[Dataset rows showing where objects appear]
══════════════════════════════
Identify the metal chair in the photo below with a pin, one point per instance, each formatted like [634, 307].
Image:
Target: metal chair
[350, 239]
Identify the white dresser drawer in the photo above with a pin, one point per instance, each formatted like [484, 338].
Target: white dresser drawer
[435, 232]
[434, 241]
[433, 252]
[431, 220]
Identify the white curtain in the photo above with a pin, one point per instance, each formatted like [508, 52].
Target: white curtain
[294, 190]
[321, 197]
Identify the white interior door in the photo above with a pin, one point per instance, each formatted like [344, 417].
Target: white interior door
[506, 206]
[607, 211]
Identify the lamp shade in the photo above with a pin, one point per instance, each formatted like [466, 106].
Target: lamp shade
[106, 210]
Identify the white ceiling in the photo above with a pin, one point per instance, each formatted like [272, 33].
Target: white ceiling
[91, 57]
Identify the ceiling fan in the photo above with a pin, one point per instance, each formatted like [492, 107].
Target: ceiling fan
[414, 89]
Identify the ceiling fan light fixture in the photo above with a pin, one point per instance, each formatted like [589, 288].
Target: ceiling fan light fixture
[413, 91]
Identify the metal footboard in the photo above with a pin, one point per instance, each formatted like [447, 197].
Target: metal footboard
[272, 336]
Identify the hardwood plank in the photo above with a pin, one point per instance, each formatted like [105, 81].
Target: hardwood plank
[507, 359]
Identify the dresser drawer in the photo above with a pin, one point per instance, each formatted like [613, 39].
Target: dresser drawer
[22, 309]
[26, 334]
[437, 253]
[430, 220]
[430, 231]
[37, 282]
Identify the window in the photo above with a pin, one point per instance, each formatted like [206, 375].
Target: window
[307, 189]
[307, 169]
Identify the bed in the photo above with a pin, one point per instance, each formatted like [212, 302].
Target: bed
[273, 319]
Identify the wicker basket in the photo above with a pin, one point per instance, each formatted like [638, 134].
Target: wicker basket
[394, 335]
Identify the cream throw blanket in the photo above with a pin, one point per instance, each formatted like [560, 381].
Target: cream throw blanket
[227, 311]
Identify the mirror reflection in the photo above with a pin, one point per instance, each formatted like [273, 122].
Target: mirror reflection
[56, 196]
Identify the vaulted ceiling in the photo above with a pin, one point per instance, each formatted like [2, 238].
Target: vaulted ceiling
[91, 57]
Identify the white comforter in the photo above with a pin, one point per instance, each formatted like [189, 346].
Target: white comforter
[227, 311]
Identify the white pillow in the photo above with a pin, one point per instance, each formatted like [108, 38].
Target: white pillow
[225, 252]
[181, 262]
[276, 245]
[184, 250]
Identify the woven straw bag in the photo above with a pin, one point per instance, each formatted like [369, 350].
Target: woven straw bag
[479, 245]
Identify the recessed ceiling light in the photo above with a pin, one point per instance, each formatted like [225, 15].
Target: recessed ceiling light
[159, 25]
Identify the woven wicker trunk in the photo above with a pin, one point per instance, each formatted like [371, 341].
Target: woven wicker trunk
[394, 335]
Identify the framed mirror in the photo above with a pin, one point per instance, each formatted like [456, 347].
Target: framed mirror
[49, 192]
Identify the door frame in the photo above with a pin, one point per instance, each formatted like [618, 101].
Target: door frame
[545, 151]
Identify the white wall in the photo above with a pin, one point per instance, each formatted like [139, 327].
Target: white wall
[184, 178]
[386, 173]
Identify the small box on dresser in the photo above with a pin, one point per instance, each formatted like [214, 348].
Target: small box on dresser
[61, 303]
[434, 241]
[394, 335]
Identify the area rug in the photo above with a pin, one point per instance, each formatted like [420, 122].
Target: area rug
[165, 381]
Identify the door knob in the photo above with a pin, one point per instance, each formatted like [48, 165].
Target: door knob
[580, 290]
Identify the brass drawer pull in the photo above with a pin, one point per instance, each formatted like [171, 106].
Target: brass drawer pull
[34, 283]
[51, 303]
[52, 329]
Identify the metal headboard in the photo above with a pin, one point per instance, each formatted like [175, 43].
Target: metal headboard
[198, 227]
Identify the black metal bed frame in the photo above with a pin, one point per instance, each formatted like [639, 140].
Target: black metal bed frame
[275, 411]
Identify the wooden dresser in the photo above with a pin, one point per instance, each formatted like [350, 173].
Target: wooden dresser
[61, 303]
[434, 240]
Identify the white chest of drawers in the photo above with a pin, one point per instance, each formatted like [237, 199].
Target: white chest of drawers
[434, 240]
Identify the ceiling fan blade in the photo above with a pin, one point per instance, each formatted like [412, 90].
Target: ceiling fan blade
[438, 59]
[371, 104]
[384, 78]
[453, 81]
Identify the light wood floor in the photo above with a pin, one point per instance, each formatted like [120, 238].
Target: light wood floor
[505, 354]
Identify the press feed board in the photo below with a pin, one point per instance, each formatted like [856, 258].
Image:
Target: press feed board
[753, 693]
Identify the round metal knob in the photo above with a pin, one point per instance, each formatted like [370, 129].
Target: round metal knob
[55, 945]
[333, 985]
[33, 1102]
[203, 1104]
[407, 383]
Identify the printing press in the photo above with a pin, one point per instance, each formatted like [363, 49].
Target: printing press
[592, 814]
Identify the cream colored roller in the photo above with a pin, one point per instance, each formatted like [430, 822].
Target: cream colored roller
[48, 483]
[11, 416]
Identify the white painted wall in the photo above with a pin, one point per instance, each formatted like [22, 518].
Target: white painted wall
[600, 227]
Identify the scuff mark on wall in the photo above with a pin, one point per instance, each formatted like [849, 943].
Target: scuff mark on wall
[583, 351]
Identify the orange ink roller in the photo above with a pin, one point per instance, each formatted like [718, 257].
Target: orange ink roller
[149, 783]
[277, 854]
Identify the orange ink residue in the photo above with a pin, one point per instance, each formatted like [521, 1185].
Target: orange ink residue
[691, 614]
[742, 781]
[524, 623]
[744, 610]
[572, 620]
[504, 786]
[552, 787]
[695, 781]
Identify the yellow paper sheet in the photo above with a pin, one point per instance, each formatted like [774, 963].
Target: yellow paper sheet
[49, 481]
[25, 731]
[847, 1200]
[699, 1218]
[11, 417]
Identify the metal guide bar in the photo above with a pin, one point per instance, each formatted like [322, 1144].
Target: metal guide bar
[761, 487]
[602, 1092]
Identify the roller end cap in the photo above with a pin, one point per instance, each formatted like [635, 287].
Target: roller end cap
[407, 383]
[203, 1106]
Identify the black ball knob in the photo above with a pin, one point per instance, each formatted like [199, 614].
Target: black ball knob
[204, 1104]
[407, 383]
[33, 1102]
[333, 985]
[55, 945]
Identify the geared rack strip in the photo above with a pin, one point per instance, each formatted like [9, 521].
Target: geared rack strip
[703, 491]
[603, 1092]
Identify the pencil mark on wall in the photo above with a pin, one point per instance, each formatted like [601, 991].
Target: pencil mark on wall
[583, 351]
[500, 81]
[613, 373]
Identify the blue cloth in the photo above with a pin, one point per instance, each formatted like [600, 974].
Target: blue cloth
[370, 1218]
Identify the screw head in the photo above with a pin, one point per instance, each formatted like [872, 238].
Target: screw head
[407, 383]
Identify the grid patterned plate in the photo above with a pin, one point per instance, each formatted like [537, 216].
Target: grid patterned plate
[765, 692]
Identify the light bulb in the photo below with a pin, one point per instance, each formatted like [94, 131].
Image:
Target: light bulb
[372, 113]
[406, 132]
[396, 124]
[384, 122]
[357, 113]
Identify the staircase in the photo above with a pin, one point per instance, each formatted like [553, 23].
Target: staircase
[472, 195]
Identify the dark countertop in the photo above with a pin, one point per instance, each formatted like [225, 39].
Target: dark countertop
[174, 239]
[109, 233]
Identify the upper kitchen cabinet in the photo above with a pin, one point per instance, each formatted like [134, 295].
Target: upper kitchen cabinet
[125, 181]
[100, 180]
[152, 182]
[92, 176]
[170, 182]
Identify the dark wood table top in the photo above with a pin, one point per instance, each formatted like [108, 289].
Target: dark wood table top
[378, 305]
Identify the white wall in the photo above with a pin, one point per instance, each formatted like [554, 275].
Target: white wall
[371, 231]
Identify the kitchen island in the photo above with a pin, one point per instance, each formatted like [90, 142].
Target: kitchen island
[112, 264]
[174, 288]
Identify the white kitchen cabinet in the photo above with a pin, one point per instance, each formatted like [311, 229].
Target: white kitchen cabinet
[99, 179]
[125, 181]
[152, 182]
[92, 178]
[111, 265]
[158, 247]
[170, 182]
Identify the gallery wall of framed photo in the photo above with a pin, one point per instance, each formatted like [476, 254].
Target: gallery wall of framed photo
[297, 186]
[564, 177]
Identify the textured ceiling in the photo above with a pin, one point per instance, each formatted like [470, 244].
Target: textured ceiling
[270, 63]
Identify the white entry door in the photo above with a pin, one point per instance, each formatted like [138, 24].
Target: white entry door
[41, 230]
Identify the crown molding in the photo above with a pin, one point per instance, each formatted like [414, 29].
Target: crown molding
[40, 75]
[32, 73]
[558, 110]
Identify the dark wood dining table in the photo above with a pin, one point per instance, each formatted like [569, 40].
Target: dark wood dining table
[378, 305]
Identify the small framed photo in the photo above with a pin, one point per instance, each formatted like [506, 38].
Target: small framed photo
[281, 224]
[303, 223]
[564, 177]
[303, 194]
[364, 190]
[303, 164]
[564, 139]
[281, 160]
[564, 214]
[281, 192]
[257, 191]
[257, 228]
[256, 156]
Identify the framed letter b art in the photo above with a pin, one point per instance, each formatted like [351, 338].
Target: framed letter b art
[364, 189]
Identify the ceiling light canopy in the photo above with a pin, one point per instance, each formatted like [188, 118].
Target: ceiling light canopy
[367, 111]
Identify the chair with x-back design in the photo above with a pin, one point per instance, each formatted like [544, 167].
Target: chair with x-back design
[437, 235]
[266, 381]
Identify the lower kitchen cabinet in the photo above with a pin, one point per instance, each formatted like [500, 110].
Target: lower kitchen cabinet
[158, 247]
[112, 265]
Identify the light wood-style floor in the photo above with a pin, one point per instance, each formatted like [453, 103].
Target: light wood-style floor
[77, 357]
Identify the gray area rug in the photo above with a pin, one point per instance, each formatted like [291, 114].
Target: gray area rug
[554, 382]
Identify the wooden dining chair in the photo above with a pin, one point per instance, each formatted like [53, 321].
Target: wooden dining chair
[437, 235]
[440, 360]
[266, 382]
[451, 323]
══════════════════════════════
_SHORT PROBLEM_
Edit everything from "Identify the geared" down to "[603, 1092]" so that "geared rack strip" becomes "toothed rack strip", keeping all else unchanged.

_ANSWER FOR THIS EXERCISE_
Identify the toothed rack strip in the photo above with a pin, one point per instance, each formatted like [9, 521].
Target: toothed rack strip
[703, 491]
[603, 1092]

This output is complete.